What you will do: In which lines of the data does the string "approximate" appear? Copy every one.

Segmentation mask data
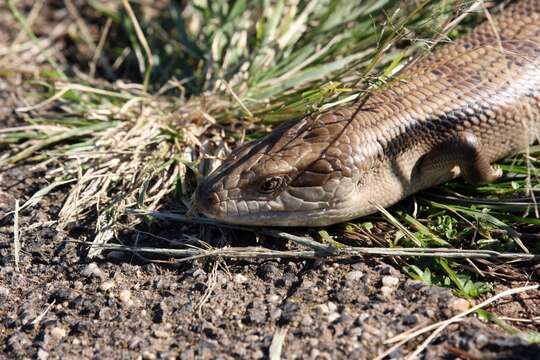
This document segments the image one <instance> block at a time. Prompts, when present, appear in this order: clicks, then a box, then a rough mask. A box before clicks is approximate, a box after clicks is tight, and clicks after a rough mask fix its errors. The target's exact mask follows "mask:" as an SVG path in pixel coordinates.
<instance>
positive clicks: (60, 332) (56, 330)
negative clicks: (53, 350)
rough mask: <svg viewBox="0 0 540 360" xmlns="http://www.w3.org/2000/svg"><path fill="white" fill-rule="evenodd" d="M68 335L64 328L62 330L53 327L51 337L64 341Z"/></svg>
mask: <svg viewBox="0 0 540 360" xmlns="http://www.w3.org/2000/svg"><path fill="white" fill-rule="evenodd" d="M66 335H67V333H66V330H65V329H64V328H61V327H59V326H57V327H53V328H52V329H51V336H52V337H53V338H55V339H62V338H63V337H65V336H66Z"/></svg>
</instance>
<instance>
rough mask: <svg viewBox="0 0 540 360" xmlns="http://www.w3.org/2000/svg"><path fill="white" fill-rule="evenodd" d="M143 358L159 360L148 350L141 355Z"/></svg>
mask: <svg viewBox="0 0 540 360" xmlns="http://www.w3.org/2000/svg"><path fill="white" fill-rule="evenodd" d="M141 356H142V358H143V359H144V360H154V359H157V357H156V355H155V354H153V353H151V352H150V351H148V350H144V351H143V352H142V354H141Z"/></svg>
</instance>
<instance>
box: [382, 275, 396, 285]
mask: <svg viewBox="0 0 540 360" xmlns="http://www.w3.org/2000/svg"><path fill="white" fill-rule="evenodd" d="M382 284H383V286H387V287H395V286H397V285H398V284H399V279H398V278H397V277H395V276H390V275H386V276H383V278H382Z"/></svg>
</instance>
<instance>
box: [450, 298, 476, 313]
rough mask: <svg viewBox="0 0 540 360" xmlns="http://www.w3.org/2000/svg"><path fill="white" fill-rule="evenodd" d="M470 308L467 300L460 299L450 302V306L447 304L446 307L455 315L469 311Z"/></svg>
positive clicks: (454, 299)
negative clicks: (452, 311)
mask: <svg viewBox="0 0 540 360" xmlns="http://www.w3.org/2000/svg"><path fill="white" fill-rule="evenodd" d="M470 306H471V304H469V302H468V301H467V300H465V299H461V298H457V299H454V300H452V301H451V302H450V304H448V307H449V308H450V309H452V311H454V312H456V313H462V312H465V311H467V310H469V307H470Z"/></svg>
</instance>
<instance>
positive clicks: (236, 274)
mask: <svg viewBox="0 0 540 360" xmlns="http://www.w3.org/2000/svg"><path fill="white" fill-rule="evenodd" d="M233 279H234V282H235V283H237V284H243V283H245V282H246V281H248V278H247V277H245V276H244V275H242V274H236V275H234V278H233Z"/></svg>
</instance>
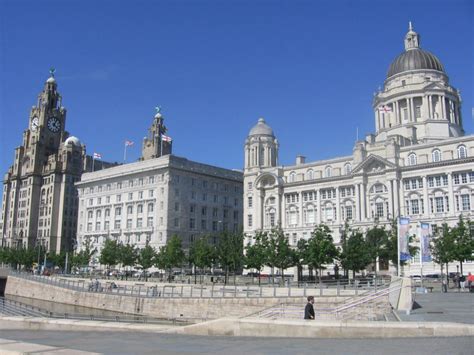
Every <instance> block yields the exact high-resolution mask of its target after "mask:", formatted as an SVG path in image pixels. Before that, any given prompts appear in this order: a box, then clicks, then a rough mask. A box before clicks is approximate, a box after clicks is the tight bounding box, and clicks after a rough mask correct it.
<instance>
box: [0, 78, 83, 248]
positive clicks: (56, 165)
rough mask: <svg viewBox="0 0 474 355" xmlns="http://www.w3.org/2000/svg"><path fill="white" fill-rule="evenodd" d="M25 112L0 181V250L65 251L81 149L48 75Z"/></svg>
mask: <svg viewBox="0 0 474 355" xmlns="http://www.w3.org/2000/svg"><path fill="white" fill-rule="evenodd" d="M50 73H51V76H50V77H49V78H48V79H47V80H46V82H45V84H44V87H43V90H42V91H41V92H40V94H39V95H38V100H37V102H36V105H35V106H33V107H32V108H31V111H30V114H29V120H28V128H27V129H25V131H24V132H23V140H22V144H21V145H20V146H19V147H17V148H16V149H15V156H14V161H13V164H12V166H11V167H10V168H9V170H8V172H7V173H6V174H5V176H4V181H3V199H2V211H1V213H2V214H1V220H0V237H1V238H2V246H9V247H13V248H35V247H38V246H39V247H42V248H46V249H47V250H50V251H55V252H60V251H61V250H70V249H71V248H72V246H73V245H74V240H75V234H76V220H77V192H76V191H77V190H76V188H75V186H74V183H75V182H77V181H79V180H80V177H81V174H82V172H83V169H84V165H85V164H84V162H85V160H86V155H85V146H84V145H83V144H81V143H80V141H79V139H78V138H76V137H72V136H69V133H68V132H67V131H66V130H65V128H66V109H65V108H64V107H63V106H62V98H61V95H60V94H59V92H58V85H57V82H56V78H55V77H54V70H53V69H52V70H51V71H50Z"/></svg>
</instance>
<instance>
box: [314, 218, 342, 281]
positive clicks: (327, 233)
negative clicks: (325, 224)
mask: <svg viewBox="0 0 474 355" xmlns="http://www.w3.org/2000/svg"><path fill="white" fill-rule="evenodd" d="M338 254H339V253H338V250H337V248H336V246H335V245H334V240H333V239H332V235H331V231H330V229H329V227H328V226H326V225H325V224H320V225H318V226H316V227H315V228H314V230H313V232H312V233H311V237H310V238H309V240H308V249H307V262H308V265H311V266H312V267H313V268H315V269H318V270H319V282H321V276H322V270H323V269H324V265H327V264H332V263H333V262H334V259H336V258H337V257H338Z"/></svg>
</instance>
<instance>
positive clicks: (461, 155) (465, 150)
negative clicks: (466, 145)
mask: <svg viewBox="0 0 474 355" xmlns="http://www.w3.org/2000/svg"><path fill="white" fill-rule="evenodd" d="M458 158H459V159H464V158H467V149H466V146H464V145H460V146H459V147H458Z"/></svg>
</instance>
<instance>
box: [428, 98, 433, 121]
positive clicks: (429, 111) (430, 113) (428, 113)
mask: <svg viewBox="0 0 474 355" xmlns="http://www.w3.org/2000/svg"><path fill="white" fill-rule="evenodd" d="M427 98H428V118H432V117H433V112H432V111H433V110H432V107H431V106H432V102H431V95H427Z"/></svg>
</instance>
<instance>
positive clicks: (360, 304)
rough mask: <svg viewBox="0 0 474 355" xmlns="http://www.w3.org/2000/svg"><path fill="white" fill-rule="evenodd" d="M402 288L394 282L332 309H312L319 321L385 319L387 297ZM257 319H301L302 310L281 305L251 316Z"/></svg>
mask: <svg viewBox="0 0 474 355" xmlns="http://www.w3.org/2000/svg"><path fill="white" fill-rule="evenodd" d="M401 288H402V286H401V283H399V282H395V283H394V284H393V285H391V286H390V287H388V288H384V289H381V290H378V291H376V292H373V293H372V292H371V293H369V294H366V295H365V296H362V297H353V298H350V299H348V300H346V301H345V302H343V303H342V304H340V305H339V306H337V307H334V308H318V307H317V306H316V307H315V308H314V310H315V314H316V318H320V319H354V318H357V319H361V318H362V319H372V320H382V319H385V317H384V314H386V313H388V312H390V311H391V307H390V304H389V300H388V296H389V295H390V294H391V293H392V292H398V291H400V290H401ZM251 316H257V317H259V318H271V319H278V318H286V319H303V318H304V309H303V308H302V307H301V306H296V305H290V304H285V303H281V304H280V305H278V306H274V307H270V308H268V309H266V310H264V311H260V312H258V313H257V314H254V315H251Z"/></svg>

Output of the exercise:
This document segments the image one <instance> block at a time. Prompts, when present, appear in this order: clicks, then a box, then a rough mask. A box before clicks is approximate, a box after clicks is tight, and clicks after a rough mask fix its errors. The target's exact mask follows "mask:" as an SVG path in pixel coordinates.
Every <instance> block yields the exact high-resolution mask of its target after "mask:", formatted as an SVG path in image pixels. Before that, any given prompts appear in this order: a box, then clicks, then a rough mask. A box before clicks is approximate, a box after clicks is the tight bounding box, and clicks after a rough mask correct it.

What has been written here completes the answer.